§ **What needs to be done**
Without any omission, reproduce the records that follow.

>>>>

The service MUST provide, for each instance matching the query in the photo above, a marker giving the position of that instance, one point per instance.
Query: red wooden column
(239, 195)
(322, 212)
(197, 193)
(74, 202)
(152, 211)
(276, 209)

<<<<

§ **Result**
The service MUST provide, for each instance matching the query in the photo above, a marker giving the position of that instance, one point per instance.
Query: red wooden column
(239, 195)
(322, 212)
(197, 193)
(74, 202)
(152, 211)
(276, 209)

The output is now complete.